++++ Data extracts

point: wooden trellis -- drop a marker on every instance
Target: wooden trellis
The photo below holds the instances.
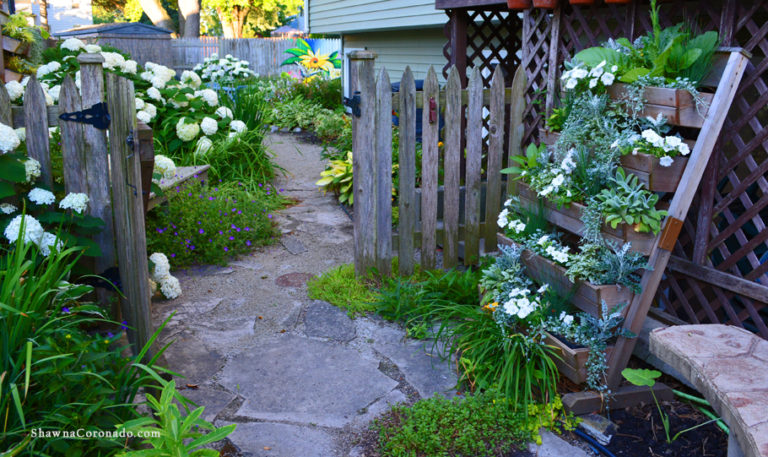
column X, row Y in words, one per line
column 719, row 268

++++++++

Task instructions
Repeat the material verbatim. Do not carry over any picture.

Answer space
point: wooden trellis -- drop a marker on every instance
Target: wooden trellis
The photo below holds the instances.
column X, row Y in words, one per line
column 719, row 268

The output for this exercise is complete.